++++ Extract

June’s smart oven has a camera built in that can automatically identify food, and then tell you the best way to cook it. Coupled with a smartphone app packed with recipes, the June helps simplify and speed up the time it takes to prepare dinner – or breakfast or lunch, for that matter – but not everyone will be able to stomach its price.
Editor's Note: June increased the price of its oven to $699 from $600 due to tariffs.
Much larger than the Brava (17.3 x 16.4 x 11.3 inches), the June smart oven, which measures 19.6 x 19 x 12.75 inches, will dominate your counter, so those with limited counter space might want to think twice about getting one.
Unlike the all-metal Brava, the June looks more like a traditional toaster oven, due mainly to the fact that its door is glass, so you can peer in and see what you’re cooking without having to open it. This feature alone elevated the June above the Brava in the eyes of many a curious officemate.
Inset into the lower-right side of the door is a color touchscreen that lets you control the June and look up recipes and such. It’s larger than that on the Brava, but taller people (such as myself) will have to stoop down a little to use it.
Inside, on the bottom of the stove, are two carbon heating elements, and four more on the top. These elements are somewhat exposed, so you have to be careful not to hit them with anything. Underneath is a metal drip tray — something the Brava lacks — which makes cleaning spills a bit easier.
The June’s interior is 1 cubic foot in size, large enough to fit a 16- x 12-inch pan. That’s a bit more spacious than the Brava’s 0.9-cu-ft capacity. When I slid a 4.5-pound chicken into each, the bird had a lot more room to move in the June.
Automatic food recognition
The most magical part of this oven is its ability to automatically recognize what you’re cooking; the built-in AI can identify about 50 different foods, such as chicken (whole, breasts, thighs, legs); eggs; bacon; beef; lamb; pork; several kinds of seafood; pizza and numerous vegetables. You can find a full list here.
It was pretty awesome to slide something into the oven – say a bagel – and have the oven instantly recognize what it was, and suggest how to cook it. This feature saves you time lost to hunting for a particular recipe.
June also has a partnership with Whole Foods, so if you buy prepackaged food from that store, the oven will know how to cook it. Brava has a similar arrangement with Trader Joes.
The June is capable of several cooking modes, including bake, convection oven, air fry, dehydrate, slow cook, broil, toast and warm. That’s comparable to the Brava, so we cooked a number of things side by side in each smart oven to see which one came out on top.
The first thing I made in the June was a roast chicken with potatoes. While there’s a recipe in the June app, I decided to test the oven’s object-recognition capabilities. As soon as I slid the bird into the oven, it immediately recognized that it was a chicken; the June’s display asked if it was whole or spatchcocked. That was pretty amazing.
A 4.3-pound chicken took 54 minutes – comparable to the time it took the Brava to cook a similarly-sized bird – and it came out perfect. The thigh and breast meat was juicy and bursting with flavor, and the potatoes were perfectly tender, with a little char on the bottom where they were resting on the pan. As the bird was cooking, one coworker said it smelled like her grandma’s house. We took that as a compliment.
Because the June’s pan was a bit larger, it was also easier to add potatoes around the chicken, a definite plus if you want to minimize the amount of extra work you have to do in preparing side dishes.

++++++++
++++ Records supplied

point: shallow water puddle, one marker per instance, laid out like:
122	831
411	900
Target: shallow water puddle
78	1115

++++++++

→ **Exercises to complete**:
1: From the June oven review, extract the passage that begins at the words "Because the June’s" and stops after "preparing side dishes.".
2: According to the June oven review, about how many different foods can the oven's built-in AI identify?
3: Carry on the June oven review from where it stops.
These rows come from a separate source.

→ **Exercise results**:
1:
Because the June’s pan was a bit larger, it was also easier to add potatoes around the chicken, a definite plus if you want to minimize the amount of extra work you have to do in preparing side dishes.

2: About 50.

3:
One of my favorite recipes with the Brava oven is its egg and cheese breakfast sandwich. You pop an egg into the egg tray, and bread and cheese on another tray below, and five minutes later, you have a perfectly cooked breakfast sandwich. June has its own breakfast sandwich program – with bacon even – but it’s a bit more labor-intensive. You start out by cooking bacon on the oven’s aluminum tray, and then halfway through, you have to pull out the tray, crack an egg in one corner, and place the bread and cheese in another corner, and let it continue cooking.
The June wasn’t as neat – the egg spread a bit more than I’d like – but the yolk did get cooked to a nice runniness, and both the bread and the eggs were flavored by the bacon fat, which is never a bad thing. I also liked that I could specify how thick the bacon was, and if I preferred a crispy or chewy slice. The only other issue I had, as with the Brava, is that you can only make one sandwich at a time.
We then made four pizzas in both the June and Brava ovens. Each pie was made from 8 ounces of dough (purchased from Whole Foods), and topped with tomato sauce and mozzarella cheese. Brava’s oven was fast – it required no preheating – and the pizza was done in 10 minutes, and had a beautifully browned crust on the underside. Because of Brava’s heating technology, the interior of the oven never reached more than 400 degrees Fahrenheit, but we were very pleased with the results.
The June required us to preheat it to 475 degrees, which took about 10 minutes; baking the pizza took another 10 minutes, and while the pizza was good — it had a decent char on the bottom — it wasn’t quite as good as Brava’s. We then did a second round of tests, as we had some extra dough, and found a jar of roasted peppers in the office refrigerator. This time, we cooked the Brava pizza as we had before. For the June pizza, when the 10 minutes were up, we pressed the button on the oven’s screen to add an extra three minutes of cooking time. This go-round, we preferred the June’s pizza, which was crispier and lighter.
We then cooked a New York strip steak in each oven with only salt and pepper as seasonings. The June recognized we had put in beef, but could not identify the particular cut, nor was there a program for New York strip. The Brava had a recipe for the cut, which we used. We then selected medium-rare as a finishing temperature (120 degrees) and started the programs.
The Brava finished in just under 10 minutes, and put a wonderful sear on both the top and bottom of the steak. Even the fat on the side was crisped up. The June took longer – closer to 18 minutes (we added an additional two minutes to the end) – and only the bottom of the steak had a sear similar to the Brava’s.
We let both rest for a few minutes before cutting into them – both were closer to medium than medium-rare, but tasted excellent. We’d give the edge to the Brava here, though.
June’s app (available for Android and iOS) lets you monitor and control the oven remotely and look up recipes that will also set the oven to the correct temperature and setting. If you adjust the cooking time on a particular recipe – maybe you like your toast a bit darker – the June will ask on subsequent cooks if you want to use that new time.
One thing that’s concerning safety-wise: You can start the oven remotely using the app, but should only be able to turn it on from your phone if both it and the oven are on the same network.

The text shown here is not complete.